**MATERIAL TO PROCESS:**
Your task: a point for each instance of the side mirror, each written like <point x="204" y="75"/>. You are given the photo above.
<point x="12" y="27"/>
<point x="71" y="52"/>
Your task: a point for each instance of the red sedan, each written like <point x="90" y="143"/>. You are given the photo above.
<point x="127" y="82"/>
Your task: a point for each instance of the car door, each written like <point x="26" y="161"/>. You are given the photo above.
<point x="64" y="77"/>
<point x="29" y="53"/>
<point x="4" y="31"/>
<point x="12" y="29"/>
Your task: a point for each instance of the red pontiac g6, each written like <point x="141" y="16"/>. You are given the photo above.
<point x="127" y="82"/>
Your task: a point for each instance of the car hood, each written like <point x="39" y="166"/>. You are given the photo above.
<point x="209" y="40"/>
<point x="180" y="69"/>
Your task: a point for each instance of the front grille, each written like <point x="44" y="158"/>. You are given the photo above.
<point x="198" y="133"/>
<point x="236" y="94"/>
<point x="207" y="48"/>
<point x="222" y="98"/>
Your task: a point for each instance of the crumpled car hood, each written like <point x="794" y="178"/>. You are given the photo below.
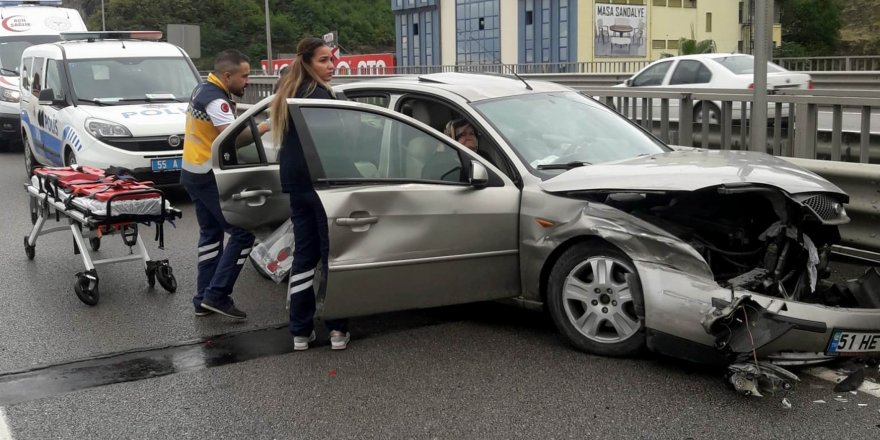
<point x="691" y="170"/>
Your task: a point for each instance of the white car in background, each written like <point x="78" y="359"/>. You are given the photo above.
<point x="713" y="71"/>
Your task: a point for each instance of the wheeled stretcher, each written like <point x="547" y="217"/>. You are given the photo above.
<point x="96" y="204"/>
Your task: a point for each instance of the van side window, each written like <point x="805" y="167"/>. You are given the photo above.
<point x="36" y="81"/>
<point x="25" y="69"/>
<point x="53" y="79"/>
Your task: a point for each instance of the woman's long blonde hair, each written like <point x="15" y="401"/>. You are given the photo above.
<point x="299" y="72"/>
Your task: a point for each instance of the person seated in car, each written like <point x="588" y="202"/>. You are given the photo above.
<point x="445" y="164"/>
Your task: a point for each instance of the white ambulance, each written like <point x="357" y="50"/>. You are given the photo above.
<point x="107" y="99"/>
<point x="24" y="24"/>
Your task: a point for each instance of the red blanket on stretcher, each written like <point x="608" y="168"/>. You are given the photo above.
<point x="93" y="182"/>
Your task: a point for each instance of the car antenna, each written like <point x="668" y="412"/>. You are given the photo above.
<point x="513" y="71"/>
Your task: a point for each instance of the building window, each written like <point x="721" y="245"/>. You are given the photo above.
<point x="477" y="32"/>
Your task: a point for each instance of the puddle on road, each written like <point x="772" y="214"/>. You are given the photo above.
<point x="231" y="348"/>
<point x="127" y="367"/>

**TASK DIRECTIONS:** Reproduce the stretch from the line containing "Your task: a point for each instance of the building" through the end of the items, requests included, with every coordinate in the answers multiplied by 0.4 and rounded to a whole number, halves rounded up. Leave the requests and their sample points unchanged.

**FINISHED ANSWER:**
Your task: a point for each instance of the building window, each written like <point x="721" y="245"/>. You are given the photo above.
<point x="191" y="13"/>
Your task: a point for each instance of the puddle on road, each written like <point x="772" y="214"/>. You are given the photo above.
<point x="92" y="139"/>
<point x="51" y="147"/>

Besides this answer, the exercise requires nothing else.